■ Source excerpt:
BEGIN
Machine learning basics
After my last post on data analysis, I will now briefly describe how to achieve a good score for the Titanic survival classification, the house prices regression, and the NLP twitter disaster problems in Kaggle. The caret library in R makes it easy to test different machine learning algorithms.
Machine learning
Machine learning algorithms are able to learn from past data how to make predictions on new data. The most common types of ML algorithms are supervised or unsupervised.
Supervised algorithms are used to solve classification (predict a class) and regression (predict continuous variable) problems. Training data contains labels and common metrics to evaluate models are accuracy, precision and recall for classification, or root mean square error (RMSE) and R-squared (R2) for regression. Prediction of time series can be made using other type of statistical models, like ARIMA and prophet.
Unsupervised algorithms usually consist on dimensionality reduction (PCA, SVD, t-sne), clustering (hierarchical, k-means, DBSCAN), anomaly detection and a few others. These do not require training data, and there are different techniques to evaluate each algorithm.
Classification
The Titanic problem is a binary classification problem that consists on predicting the passengers who survived the disaster. Let’s take a look at the data.
1 | > glimpse(titanic_train) |
Feature engineering can be more important than the machine learning algorithms applied. Some features like Cabin contain too many missing values and should be dropped. Other features may added, like the Title (Mr, Ms) from the name, or the Fsize (family size) taking into account the SibSp (siblings/spouses), Parch (parents/children) and Ticket (number of duplicate tickets). Any missing values in the observations must be imputed.
As a baseline, since most people died, a naive algorithm could predict that all people died and would achieve 62% accuracy on the train set. A smarter baseline model would predict that all men died and women survived, which would result in 79% accuracy. A machine learning algorithm should recognize patterns in the data and have better accuracy. Cross-validation (CV) is useful to prevent models from overfitting (achieving high train accuracy but low test accuracy).
I’ve tried logistic regression, random forest, gradient boosting, however the algorithm that achieved best results in Kaggle was a simple tree classifier with 83% CV accuracy and 80% accuracy in the test set. The smart baseline would result in 77% test accuracy, so a small improvement was made.
With this decision tree, the Title, Pclass, Fsize, Sex and Embarked are the features used to decide the fate of a passenger. A simple visualization of the train data shows hints on why this tree was made.
The tree is very interpretable. It captures that on Pclass 3, big families die, as well as Misses who embarked on S. For Pclass 1 and 2 it predicts that children and women live.
Regression
For this problem the predicted variable, Price, is skewed to the right, so a log transformation is helpful to make the distribution more normal and improve the predictions. The train dataset contains 1460 observations and 81 variables, most of which are useless.
END
■ The tasks:
a) Summarize the machine learning post in two sentences.
b) Answer these questions from the machine learning post:
(i) What accuracy on the train set would a naive algorithm predicting that all people died achieve?
(ii) Which algorithm achieved the best results in Kaggle for the Titanic problem?
(iii) How many observations and variables does the house prices train dataset contain?
c) Retype the stretch of the machine learning post from "I’ve tried logistic" through "improvement was made.".

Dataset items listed
BEGIN
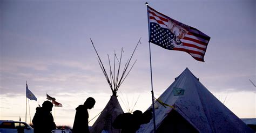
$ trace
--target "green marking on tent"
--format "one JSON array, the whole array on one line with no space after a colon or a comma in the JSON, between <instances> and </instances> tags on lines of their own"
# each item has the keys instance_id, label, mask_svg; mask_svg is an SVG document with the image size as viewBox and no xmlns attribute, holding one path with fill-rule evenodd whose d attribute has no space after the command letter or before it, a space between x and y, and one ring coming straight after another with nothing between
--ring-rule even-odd
<instances>
[{"instance_id":1,"label":"green marking on tent","mask_svg":"<svg viewBox=\"0 0 256 133\"><path fill-rule=\"evenodd\" d=\"M181 88L173 87L173 92L174 96L183 95L184 94L185 90Z\"/></svg>"}]
</instances>

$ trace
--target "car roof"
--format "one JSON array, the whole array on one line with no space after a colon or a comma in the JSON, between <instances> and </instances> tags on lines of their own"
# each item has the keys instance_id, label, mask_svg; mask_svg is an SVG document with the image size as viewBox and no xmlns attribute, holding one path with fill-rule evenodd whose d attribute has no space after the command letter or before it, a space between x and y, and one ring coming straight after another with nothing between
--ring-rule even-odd
<instances>
[{"instance_id":1,"label":"car roof","mask_svg":"<svg viewBox=\"0 0 256 133\"><path fill-rule=\"evenodd\" d=\"M3 122L13 122L13 123L26 123L27 124L28 124L28 123L26 123L26 122L23 122L23 121L14 121L13 120L0 120L0 124L2 124Z\"/></svg>"}]
</instances>

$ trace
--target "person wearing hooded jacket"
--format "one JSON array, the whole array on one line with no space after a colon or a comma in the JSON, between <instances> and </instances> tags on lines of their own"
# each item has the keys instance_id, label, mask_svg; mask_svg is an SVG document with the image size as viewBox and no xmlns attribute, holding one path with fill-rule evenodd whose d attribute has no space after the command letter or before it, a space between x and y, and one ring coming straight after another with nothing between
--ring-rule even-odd
<instances>
[{"instance_id":1,"label":"person wearing hooded jacket","mask_svg":"<svg viewBox=\"0 0 256 133\"><path fill-rule=\"evenodd\" d=\"M84 105L80 105L76 108L76 112L73 125L72 132L89 133L88 125L89 114L87 109L91 109L95 105L95 100L88 98Z\"/></svg>"},{"instance_id":2,"label":"person wearing hooded jacket","mask_svg":"<svg viewBox=\"0 0 256 133\"><path fill-rule=\"evenodd\" d=\"M42 107L37 107L36 114L32 120L34 126L34 133L51 133L56 128L53 117L51 113L53 104L45 101Z\"/></svg>"}]
</instances>

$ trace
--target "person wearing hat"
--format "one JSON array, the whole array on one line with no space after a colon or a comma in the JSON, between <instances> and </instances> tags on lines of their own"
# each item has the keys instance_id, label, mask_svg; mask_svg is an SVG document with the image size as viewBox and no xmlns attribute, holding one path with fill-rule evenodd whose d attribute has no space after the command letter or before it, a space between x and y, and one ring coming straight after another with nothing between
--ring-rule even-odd
<instances>
[{"instance_id":1,"label":"person wearing hat","mask_svg":"<svg viewBox=\"0 0 256 133\"><path fill-rule=\"evenodd\" d=\"M95 100L91 97L88 98L84 105L80 105L76 108L77 110L75 116L72 132L89 133L88 125L89 114L87 109L91 109L95 105Z\"/></svg>"},{"instance_id":2,"label":"person wearing hat","mask_svg":"<svg viewBox=\"0 0 256 133\"><path fill-rule=\"evenodd\" d=\"M53 122L51 110L53 105L49 101L45 101L42 107L37 107L36 114L32 120L34 133L51 133L56 125Z\"/></svg>"}]
</instances>

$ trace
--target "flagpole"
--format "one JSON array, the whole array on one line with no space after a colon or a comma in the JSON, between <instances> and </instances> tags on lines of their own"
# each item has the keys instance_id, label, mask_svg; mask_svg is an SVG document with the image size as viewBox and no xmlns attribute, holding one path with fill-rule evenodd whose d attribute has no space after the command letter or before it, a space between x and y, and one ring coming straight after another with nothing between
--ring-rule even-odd
<instances>
[{"instance_id":1,"label":"flagpole","mask_svg":"<svg viewBox=\"0 0 256 133\"><path fill-rule=\"evenodd\" d=\"M146 5L147 6L147 9L149 8L149 4L147 2L146 2ZM148 11L148 9L147 10ZM147 24L149 26L149 39L150 39L150 23L149 19L149 13L147 13ZM156 115L154 113L154 91L153 91L153 78L152 75L152 64L151 64L151 50L150 48L150 42L149 41L149 51L150 51L150 75L151 78L151 94L152 94L152 112L153 112L153 121L154 123L154 132L156 133Z\"/></svg>"},{"instance_id":2,"label":"flagpole","mask_svg":"<svg viewBox=\"0 0 256 133\"><path fill-rule=\"evenodd\" d=\"M26 115L25 115L25 122L26 123L26 101L27 101L27 98L26 98Z\"/></svg>"}]
</instances>

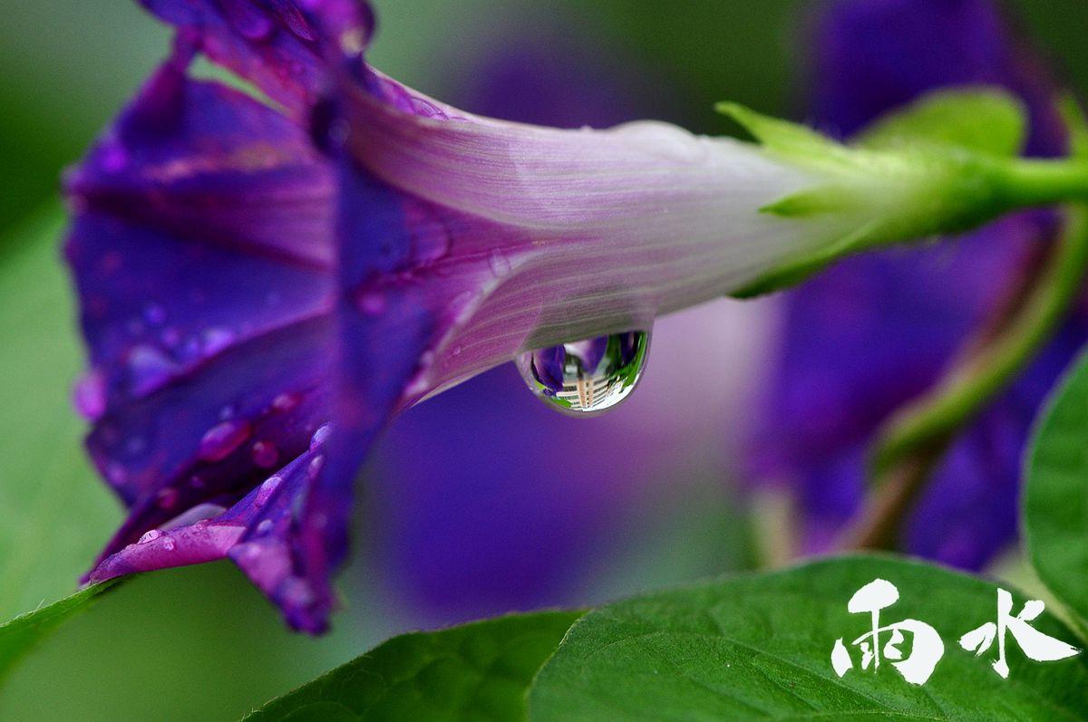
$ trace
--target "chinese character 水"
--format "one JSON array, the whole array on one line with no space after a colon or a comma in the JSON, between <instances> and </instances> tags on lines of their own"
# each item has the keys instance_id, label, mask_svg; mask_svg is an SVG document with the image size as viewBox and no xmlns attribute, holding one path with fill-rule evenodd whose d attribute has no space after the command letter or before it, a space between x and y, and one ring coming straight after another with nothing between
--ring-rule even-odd
<instances>
[{"instance_id":1,"label":"chinese character \u6c34","mask_svg":"<svg viewBox=\"0 0 1088 722\"><path fill-rule=\"evenodd\" d=\"M972 630L960 637L960 646L967 651L975 652L976 657L980 657L997 638L998 658L993 660L993 671L1006 680L1009 679L1009 662L1005 660L1006 633L1011 633L1024 653L1037 662L1052 662L1078 653L1080 650L1076 647L1046 635L1029 624L1046 608L1047 606L1040 600L1031 599L1025 602L1019 614L1013 617L1013 596L1004 589L998 589L997 624L987 622L982 626Z\"/></svg>"}]
</instances>

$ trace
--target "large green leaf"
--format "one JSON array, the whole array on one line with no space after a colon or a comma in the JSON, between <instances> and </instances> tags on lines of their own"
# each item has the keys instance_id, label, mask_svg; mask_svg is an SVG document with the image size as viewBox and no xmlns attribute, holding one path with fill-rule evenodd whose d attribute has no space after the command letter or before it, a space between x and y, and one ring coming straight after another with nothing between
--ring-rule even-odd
END
■ List of solutions:
a) Supervised algorithms solve classification and regression problems from labeled training data, while unsupervised algorithms such as dimensionality reduction, clustering and anomaly detection need no training data. For the Titanic survival problem, a simple tree classifier using Title, Pclass, Fsize, Sex and Embarked reached 80% test accuracy, a small improvement over the 77% of a baseline predicting that men died and women survived.

b)
(i) 62% accuracy.
(ii) A simple tree classifier.
(iii) 1460 observations and 81 variables.

c)
I’ve tried logistic regression, random forest, gradient boosting, however the algorithm that achieved best results in Kaggle was a simple tree classifier with 83% CV accuracy and 80% accuracy in the test set. The smart baseline would result in 77% test accuracy, so a small improvement was made.